-- BEGIN Data listing --

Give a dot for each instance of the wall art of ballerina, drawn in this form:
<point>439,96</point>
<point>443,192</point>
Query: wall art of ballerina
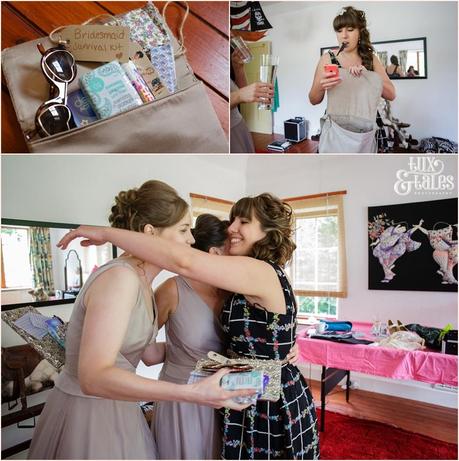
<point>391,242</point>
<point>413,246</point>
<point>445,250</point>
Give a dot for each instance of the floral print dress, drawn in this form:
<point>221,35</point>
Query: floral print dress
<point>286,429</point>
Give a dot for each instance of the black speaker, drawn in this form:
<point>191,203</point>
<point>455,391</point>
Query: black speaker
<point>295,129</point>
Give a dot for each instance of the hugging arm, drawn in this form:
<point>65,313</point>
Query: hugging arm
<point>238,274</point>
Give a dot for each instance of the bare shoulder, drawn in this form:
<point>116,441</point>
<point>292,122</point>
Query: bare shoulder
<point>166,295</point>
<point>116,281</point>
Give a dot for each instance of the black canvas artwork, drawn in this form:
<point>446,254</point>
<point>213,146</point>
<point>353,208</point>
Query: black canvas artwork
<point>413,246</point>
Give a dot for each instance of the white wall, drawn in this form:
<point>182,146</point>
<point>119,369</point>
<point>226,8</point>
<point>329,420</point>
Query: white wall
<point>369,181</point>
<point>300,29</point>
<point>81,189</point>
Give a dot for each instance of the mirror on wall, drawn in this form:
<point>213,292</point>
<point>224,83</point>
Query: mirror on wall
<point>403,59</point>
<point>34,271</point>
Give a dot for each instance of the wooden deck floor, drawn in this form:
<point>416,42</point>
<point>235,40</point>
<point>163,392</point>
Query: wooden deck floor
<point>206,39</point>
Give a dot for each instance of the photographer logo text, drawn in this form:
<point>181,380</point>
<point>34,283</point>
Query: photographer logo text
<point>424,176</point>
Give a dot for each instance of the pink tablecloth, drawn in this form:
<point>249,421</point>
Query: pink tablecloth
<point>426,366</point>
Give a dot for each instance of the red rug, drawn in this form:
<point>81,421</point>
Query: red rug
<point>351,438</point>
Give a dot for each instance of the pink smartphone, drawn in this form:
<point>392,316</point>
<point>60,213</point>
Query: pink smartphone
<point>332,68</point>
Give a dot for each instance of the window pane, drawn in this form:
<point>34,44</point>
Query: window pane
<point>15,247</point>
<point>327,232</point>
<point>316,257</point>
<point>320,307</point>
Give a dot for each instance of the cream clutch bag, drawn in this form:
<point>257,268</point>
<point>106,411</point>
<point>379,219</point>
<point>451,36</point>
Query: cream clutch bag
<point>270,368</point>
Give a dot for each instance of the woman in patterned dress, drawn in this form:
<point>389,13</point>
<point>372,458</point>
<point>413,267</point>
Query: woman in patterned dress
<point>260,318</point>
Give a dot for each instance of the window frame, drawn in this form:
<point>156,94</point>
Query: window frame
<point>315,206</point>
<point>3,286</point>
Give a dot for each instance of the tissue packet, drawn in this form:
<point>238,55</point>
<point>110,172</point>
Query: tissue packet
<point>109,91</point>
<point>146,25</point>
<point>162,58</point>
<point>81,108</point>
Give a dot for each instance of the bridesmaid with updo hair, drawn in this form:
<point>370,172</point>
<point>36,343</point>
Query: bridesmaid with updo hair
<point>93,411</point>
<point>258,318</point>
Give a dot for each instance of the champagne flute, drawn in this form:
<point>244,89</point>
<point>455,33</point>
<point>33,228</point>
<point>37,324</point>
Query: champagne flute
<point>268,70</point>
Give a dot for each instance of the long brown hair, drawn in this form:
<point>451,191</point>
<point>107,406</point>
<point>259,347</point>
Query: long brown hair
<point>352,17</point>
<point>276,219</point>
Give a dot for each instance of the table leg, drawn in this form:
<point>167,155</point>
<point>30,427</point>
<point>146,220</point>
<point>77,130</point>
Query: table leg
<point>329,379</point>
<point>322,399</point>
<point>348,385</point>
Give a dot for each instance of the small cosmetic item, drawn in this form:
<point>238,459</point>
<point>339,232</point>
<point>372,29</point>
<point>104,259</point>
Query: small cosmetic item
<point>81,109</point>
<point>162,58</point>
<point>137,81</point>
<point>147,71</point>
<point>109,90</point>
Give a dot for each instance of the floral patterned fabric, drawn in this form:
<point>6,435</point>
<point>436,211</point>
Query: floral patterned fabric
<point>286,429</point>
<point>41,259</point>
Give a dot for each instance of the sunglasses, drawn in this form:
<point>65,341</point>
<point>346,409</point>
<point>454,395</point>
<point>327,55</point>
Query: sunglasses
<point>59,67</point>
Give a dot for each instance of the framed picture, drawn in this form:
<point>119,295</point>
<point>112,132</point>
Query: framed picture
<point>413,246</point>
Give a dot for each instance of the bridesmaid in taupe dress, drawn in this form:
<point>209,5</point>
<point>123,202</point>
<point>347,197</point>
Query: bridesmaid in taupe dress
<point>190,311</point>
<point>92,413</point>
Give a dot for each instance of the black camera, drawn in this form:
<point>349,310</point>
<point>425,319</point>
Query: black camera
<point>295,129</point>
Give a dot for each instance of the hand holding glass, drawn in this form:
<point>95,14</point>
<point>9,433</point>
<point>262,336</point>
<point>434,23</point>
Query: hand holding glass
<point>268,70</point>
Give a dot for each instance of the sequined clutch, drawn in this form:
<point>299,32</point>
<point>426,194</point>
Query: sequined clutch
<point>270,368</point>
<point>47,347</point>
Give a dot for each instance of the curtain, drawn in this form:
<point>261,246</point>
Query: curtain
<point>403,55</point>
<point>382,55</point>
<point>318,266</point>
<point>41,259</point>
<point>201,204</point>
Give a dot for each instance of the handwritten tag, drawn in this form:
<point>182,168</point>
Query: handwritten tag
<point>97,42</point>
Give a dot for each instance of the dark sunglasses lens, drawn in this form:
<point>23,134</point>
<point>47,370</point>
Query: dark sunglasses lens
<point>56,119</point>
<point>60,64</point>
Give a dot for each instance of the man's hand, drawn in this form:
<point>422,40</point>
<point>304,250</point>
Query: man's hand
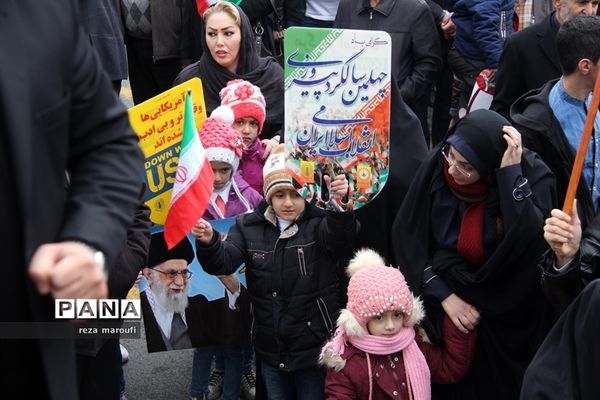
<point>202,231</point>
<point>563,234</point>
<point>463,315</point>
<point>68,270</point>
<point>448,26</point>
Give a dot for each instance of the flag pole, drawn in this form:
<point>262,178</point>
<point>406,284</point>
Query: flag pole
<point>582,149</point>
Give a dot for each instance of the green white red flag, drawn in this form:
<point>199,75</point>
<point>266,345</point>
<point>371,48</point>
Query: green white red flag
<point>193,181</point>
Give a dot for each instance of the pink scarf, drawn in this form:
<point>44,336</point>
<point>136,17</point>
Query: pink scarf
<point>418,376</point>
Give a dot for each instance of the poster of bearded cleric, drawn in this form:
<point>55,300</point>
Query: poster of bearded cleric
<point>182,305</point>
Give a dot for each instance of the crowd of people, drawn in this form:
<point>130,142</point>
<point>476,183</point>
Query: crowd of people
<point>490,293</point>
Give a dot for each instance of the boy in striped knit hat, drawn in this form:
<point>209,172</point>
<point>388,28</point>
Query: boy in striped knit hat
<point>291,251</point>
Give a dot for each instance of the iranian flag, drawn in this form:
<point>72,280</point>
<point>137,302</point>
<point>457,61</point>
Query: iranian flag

-- END Data listing --

## Goal
Would you transcribe the lines of Some records from the very first one through the line that contains "<point>116,281</point>", keeping both of those lines and omitting the pictures?

## Exercise result
Give a dot for each instance of the wall art of ballerina, drawn in this form:
<point>439,96</point>
<point>443,192</point>
Query: wall art of ballerina
<point>391,242</point>
<point>413,246</point>
<point>445,250</point>
Give a dot for each instance of the floral print dress, drawn in this form:
<point>221,35</point>
Query: floral print dress
<point>286,429</point>
Give a dot for each instance of the black speaker, drawn in this form:
<point>191,203</point>
<point>455,391</point>
Query: black speaker
<point>295,129</point>
Give a dot for each instance of the hugging arm, drawn in this form:
<point>65,313</point>
Query: hugging arm
<point>238,274</point>
Give a dot for each instance of the bare shoulder, drawn in this form:
<point>116,441</point>
<point>292,122</point>
Query: bare shoulder
<point>166,295</point>
<point>116,281</point>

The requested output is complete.